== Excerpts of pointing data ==
===

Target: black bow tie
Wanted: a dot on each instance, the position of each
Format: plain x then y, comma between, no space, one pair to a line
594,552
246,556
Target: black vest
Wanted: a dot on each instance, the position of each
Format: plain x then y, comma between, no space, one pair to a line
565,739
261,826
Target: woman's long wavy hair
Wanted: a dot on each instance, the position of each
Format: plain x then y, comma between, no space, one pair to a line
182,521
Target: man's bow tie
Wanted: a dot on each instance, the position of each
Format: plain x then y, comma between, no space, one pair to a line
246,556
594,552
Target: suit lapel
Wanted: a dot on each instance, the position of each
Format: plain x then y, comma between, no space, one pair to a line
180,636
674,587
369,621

===

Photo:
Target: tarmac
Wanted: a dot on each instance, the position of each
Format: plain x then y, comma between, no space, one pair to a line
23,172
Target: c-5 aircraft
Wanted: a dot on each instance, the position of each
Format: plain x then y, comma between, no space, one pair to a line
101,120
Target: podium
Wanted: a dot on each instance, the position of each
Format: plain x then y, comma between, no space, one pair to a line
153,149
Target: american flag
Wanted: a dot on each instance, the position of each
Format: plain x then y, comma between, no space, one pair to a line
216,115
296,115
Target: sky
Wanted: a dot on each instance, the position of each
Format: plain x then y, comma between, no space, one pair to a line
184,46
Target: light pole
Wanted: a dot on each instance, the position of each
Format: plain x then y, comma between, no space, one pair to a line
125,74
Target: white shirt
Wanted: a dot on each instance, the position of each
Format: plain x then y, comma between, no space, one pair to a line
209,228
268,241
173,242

===

== Instructions to follow ==
Which lines in the records above contain the string "Target"? Pull out each of those lines, and treat uppercase and lowercase letters as different.

== Task result ==
Target: black bow tie
Target: black vest
Target: woman's long wavy hair
Target: man's bow tie
Target: suit lapel
Target: tarmac
Target: c-5 aircraft
Target: podium
Target: american flag
Target: sky
Target: light pole
Target: white shirt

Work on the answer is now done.